### Recorded information ###

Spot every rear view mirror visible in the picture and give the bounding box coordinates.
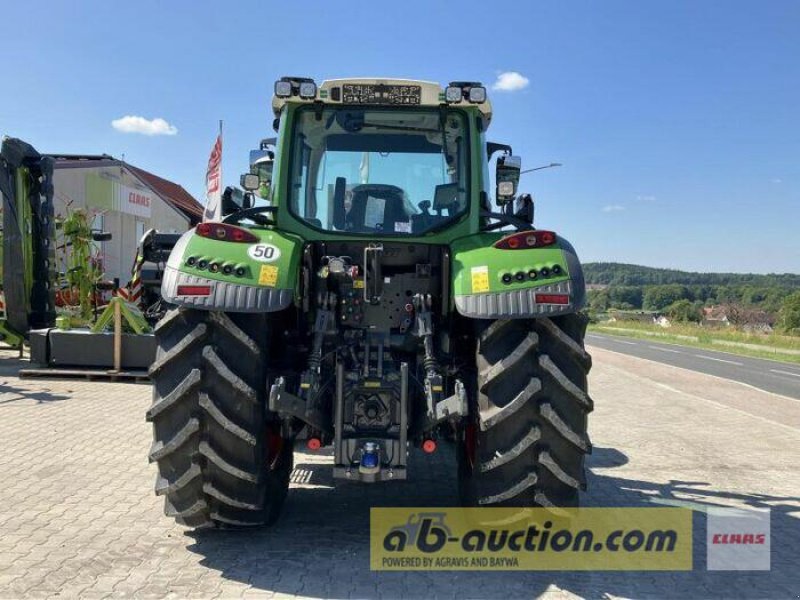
[495,155,522,206]
[333,177,347,231]
[239,173,260,192]
[222,186,253,215]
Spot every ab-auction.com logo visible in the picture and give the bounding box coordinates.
[372,509,691,569]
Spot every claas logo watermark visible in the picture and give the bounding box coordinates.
[370,508,692,571]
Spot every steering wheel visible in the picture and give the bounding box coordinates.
[222,206,278,225]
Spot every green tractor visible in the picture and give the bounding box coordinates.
[147,77,592,527]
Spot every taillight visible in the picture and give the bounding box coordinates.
[178,285,211,296]
[536,294,569,304]
[195,223,258,244]
[494,229,556,250]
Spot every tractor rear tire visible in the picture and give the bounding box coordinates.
[147,308,292,528]
[458,314,593,507]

###

• _Exercise task_
Restate the part of the material above that opens with the line containing "Spot every ab-auction.com" and runs through the end of the material, keeping every request line. Scale each bounding box coordinate by 2.25 and round to the nearest whole number, with halves rounding up.

• _Correct response_
Spot every ab-auction.com logo visible in the picture and give the bounding box coordinates.
[837,1145,1555,1280]
Spot every claas logo watermark visible in the picture and give the bounding box coordinates.
[833,1143,1557,1285]
Spot every steering wheel visible in the picture and give the bounding box coordinates.
[500,464,626,506]
Spot every green tractor visible in the picture and give the bounding box coordinates.
[331,173,1332,1186]
Spot every taillight visible in the picture and give the bounding box coordinates.
[401,641,475,666]
[1206,662,1280,684]
[439,502,581,549]
[1112,515,1251,563]
Spot every tractor rear tire visible in the picture and give the bounding box coordinates.
[331,693,657,1188]
[1031,707,1334,1141]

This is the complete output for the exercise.